Task 1
How would you render this sentence from the abstract on unitary psychosis in Spanish: "The concept of psychosis as known today comes from the late nineteenth century, and was developed from ancient notions, such as insanity, alienation and dementia."
Task 2
Answer these questions from the abstract on unitary psychosis below:
(a) In what year and volume of Salud Ment was the article published?
(b) Which two theories are named for the epistemological resolution of the Kraepelinian conception of psychoses?
(c) According to the concept of Henri Ey, mental illness is a condition of what?

Excerpt

^^^^^^^^^^^^^^^^

Print version ISSN 0185-3325
ROJAS-MALPICA, Carlos; PORTILLA-GEADA, Néstor de la; MOBILLI-ROJAS, Adele and MARTINEZ-ARAUJO, Danilo. Revisiting unitary psychosis: From nosotaxis to nosology. Salud Ment [online]. 2012, vol.35, n.2, pp.109-122. ISSN 0185-3325.
The concept of psychosis as known today comes from the late nineteenth century, and was developed from ancient notions, such as insanity, alienation and dementia. Four dichotomies can be registered in the evolution of the concept: Psychosis vs. Neurosis, Unitary vs. Multiple, Functional vs. Organic, and Endogenous vs Exogenous. The purpose of this research is to rethink the issue of unitary psychosis from a new scientific and epistemological reading. Toward this objetive, the terms of nosotaxis, nosography and nosology are discussed, as well as the role of major classification systems of contemporary psychiatry. It also imposes a historical review of the concept from Aretaeus of Cappadocia to the present. Through a rigorous hermeneutic exercise, we discuss the problem of the positivist Kraepelinian conception of psychoses and its epistemological resolution through complex thinking theory, and chaos theory, with empirical reference to hallucinations and delusion as well as the biological basis of schizophrenia and bipolar disorder, but emphasizing their common components. Essential to perform this exercise are theoretical developments from Bartolome Llopis and Henri Ey, enriched by the latest findings of neuroscience. It seems clear that mental illness is a loss of complexity, leaving little of the fresh and unexpected chaotic health behavior. While asserting the existence of a unitary psychosis is controversial with current available data, it is equally true that the assertion of a schizophrenia/bipolar disorder dichotomy is also difficult to sustain. However, the axial syndrome common to all psychoses, Bartolomé Llopis's brainchild, remains a fertile idea, as well as the concept of Henri Ey, to understand mental illness as a condition of loss of freedom.
Keywords : Unitary psicosis; hallucination; delusion; anankastic phenomena; nosology.

^^^^^^^^^^^^^^^^

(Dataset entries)
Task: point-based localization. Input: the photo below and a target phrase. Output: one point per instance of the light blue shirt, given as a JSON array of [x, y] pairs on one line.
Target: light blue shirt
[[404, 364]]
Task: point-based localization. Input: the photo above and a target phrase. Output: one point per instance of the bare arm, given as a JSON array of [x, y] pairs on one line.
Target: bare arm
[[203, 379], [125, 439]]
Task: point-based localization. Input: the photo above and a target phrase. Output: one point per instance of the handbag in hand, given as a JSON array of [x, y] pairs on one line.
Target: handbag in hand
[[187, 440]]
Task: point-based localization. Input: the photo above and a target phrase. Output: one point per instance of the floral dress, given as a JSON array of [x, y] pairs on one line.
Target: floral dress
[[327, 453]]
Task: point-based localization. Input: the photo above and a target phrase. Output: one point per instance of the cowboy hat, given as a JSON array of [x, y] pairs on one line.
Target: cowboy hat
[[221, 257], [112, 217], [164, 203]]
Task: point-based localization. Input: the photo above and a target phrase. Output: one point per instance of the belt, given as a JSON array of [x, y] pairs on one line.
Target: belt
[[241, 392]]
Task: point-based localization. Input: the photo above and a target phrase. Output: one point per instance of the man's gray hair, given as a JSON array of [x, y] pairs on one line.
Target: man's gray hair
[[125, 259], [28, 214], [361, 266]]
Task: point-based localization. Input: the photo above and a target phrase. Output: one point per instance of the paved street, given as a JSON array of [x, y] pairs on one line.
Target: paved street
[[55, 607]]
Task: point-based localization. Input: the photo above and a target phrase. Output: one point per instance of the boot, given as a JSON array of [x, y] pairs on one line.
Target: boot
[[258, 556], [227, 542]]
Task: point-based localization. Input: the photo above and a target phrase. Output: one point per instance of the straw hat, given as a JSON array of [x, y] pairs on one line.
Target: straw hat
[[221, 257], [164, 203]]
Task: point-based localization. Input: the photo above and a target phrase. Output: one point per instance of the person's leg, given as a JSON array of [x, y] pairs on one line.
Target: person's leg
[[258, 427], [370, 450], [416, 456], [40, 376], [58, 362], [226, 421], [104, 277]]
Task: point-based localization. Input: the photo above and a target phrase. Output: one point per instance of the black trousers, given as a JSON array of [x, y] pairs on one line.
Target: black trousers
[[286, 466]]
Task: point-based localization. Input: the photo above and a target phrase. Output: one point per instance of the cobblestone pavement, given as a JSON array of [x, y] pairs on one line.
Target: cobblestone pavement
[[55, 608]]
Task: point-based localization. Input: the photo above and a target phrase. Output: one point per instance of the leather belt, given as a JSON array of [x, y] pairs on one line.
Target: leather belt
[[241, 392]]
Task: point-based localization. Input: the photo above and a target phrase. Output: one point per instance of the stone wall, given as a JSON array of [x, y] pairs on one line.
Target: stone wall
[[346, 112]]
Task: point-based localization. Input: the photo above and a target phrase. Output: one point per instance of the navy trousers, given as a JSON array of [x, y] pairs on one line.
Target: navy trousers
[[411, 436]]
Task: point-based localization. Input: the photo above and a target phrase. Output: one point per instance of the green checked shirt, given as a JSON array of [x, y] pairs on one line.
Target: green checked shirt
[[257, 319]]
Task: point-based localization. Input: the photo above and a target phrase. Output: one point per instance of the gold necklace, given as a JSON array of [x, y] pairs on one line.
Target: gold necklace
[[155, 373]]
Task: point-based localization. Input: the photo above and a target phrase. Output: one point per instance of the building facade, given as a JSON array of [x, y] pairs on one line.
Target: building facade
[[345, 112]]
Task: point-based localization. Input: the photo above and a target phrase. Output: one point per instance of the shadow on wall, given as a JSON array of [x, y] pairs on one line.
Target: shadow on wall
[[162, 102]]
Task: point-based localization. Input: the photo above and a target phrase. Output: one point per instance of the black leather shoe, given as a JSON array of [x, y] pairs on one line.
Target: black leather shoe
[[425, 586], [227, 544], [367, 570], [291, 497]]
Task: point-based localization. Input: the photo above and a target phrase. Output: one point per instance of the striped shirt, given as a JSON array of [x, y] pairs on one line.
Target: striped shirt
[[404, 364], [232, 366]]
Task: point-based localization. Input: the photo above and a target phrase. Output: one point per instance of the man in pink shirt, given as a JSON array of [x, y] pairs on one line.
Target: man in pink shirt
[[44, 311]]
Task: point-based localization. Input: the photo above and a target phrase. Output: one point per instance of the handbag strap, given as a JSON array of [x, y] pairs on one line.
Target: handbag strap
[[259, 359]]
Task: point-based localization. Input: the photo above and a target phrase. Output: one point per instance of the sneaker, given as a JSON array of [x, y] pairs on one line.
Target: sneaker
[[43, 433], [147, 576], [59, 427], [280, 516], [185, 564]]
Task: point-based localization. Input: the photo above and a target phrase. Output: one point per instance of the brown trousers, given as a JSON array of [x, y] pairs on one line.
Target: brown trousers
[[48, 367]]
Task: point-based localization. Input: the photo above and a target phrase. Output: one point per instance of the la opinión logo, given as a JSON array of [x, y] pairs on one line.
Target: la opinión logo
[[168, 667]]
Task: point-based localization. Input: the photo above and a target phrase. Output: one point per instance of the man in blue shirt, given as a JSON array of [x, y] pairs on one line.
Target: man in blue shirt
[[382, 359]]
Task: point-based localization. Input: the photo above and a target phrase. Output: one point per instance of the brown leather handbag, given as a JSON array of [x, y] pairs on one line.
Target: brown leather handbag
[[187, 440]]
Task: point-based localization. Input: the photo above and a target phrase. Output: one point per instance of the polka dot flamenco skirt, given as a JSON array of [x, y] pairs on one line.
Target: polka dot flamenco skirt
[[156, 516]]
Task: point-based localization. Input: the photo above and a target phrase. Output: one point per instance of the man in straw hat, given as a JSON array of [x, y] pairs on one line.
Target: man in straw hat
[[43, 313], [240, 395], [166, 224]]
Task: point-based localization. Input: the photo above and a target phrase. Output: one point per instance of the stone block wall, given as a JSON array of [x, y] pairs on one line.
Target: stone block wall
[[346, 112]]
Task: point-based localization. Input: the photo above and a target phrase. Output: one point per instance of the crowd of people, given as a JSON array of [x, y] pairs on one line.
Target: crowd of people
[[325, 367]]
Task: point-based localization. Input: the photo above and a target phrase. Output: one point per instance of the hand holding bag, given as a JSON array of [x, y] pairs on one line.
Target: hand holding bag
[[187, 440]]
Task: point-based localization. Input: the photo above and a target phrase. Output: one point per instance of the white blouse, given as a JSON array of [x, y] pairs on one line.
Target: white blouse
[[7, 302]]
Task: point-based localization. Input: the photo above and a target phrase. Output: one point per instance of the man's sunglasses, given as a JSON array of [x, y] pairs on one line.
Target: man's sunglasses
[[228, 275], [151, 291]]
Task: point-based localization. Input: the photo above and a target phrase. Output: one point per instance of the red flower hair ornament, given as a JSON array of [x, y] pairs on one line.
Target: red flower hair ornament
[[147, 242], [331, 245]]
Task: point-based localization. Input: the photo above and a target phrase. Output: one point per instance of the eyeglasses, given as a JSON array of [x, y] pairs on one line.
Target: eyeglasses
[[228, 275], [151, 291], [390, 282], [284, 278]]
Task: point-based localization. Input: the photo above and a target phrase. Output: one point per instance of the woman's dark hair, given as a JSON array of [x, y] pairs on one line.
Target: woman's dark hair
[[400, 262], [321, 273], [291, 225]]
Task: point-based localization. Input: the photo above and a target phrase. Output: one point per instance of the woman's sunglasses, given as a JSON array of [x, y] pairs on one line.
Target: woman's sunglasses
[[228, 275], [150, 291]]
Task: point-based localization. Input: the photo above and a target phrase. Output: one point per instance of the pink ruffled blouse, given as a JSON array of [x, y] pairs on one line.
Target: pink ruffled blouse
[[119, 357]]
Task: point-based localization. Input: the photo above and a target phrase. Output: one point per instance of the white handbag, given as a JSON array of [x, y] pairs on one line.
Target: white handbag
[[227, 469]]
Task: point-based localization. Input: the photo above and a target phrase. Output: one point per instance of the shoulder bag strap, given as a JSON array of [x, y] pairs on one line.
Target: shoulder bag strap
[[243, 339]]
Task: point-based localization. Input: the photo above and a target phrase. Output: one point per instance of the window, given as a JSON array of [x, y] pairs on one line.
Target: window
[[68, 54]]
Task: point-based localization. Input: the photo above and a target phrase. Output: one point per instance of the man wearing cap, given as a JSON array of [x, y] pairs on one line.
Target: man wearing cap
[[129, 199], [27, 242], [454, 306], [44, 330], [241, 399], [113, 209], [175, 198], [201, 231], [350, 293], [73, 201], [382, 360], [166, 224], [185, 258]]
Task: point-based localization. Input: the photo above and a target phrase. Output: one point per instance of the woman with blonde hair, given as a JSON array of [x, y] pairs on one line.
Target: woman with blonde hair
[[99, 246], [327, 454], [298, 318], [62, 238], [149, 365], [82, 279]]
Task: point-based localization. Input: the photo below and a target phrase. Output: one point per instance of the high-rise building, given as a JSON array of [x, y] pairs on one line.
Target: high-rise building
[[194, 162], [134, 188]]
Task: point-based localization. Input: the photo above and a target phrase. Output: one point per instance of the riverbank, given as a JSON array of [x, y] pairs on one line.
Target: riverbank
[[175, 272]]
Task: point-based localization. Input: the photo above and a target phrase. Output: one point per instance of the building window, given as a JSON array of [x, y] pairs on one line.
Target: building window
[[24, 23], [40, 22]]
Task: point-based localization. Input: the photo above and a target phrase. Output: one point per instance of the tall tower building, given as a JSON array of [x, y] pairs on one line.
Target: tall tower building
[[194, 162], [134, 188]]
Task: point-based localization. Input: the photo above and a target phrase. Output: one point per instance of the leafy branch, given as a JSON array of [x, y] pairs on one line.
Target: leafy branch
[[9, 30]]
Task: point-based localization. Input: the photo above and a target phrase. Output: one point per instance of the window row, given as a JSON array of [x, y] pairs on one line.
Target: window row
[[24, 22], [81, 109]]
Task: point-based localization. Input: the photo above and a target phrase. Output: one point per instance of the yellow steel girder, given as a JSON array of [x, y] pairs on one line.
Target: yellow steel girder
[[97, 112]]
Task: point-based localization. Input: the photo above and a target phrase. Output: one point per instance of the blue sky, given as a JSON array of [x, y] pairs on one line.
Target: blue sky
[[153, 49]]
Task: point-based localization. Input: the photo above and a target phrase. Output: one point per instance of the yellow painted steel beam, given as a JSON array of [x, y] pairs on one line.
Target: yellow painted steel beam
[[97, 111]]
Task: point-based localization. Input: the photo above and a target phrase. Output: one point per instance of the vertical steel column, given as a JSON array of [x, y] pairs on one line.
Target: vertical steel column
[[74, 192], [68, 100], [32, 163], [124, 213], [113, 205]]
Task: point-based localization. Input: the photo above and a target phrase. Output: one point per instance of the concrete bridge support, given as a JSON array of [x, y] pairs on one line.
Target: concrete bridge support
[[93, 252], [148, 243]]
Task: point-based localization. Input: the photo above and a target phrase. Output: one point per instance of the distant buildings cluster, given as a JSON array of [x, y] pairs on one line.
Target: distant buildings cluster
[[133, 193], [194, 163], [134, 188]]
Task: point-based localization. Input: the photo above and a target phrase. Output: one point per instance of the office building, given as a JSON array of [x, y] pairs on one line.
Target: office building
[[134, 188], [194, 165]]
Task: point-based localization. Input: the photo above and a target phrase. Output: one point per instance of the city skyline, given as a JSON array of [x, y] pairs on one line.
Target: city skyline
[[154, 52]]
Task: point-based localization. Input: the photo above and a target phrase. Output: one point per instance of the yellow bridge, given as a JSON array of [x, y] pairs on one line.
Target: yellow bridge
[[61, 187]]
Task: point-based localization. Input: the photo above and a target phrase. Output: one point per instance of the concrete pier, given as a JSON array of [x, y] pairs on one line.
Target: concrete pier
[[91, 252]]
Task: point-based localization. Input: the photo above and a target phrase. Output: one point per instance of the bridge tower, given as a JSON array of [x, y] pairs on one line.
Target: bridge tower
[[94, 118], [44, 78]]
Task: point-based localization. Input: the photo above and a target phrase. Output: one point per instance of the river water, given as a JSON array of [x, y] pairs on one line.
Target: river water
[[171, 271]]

^^^^^^^^^^^^^^^^

Task solution 1
El concepto de psicosis tal como se conoce hoy proviene de finales del siglo XIX y se desarrolló a partir de nociones antiguas, como la locura, la alienación y la demencia.

Task solution 2
(a) 2012, volume 35
(b) Complex thinking theory and chaos theory
(c) Loss of freedom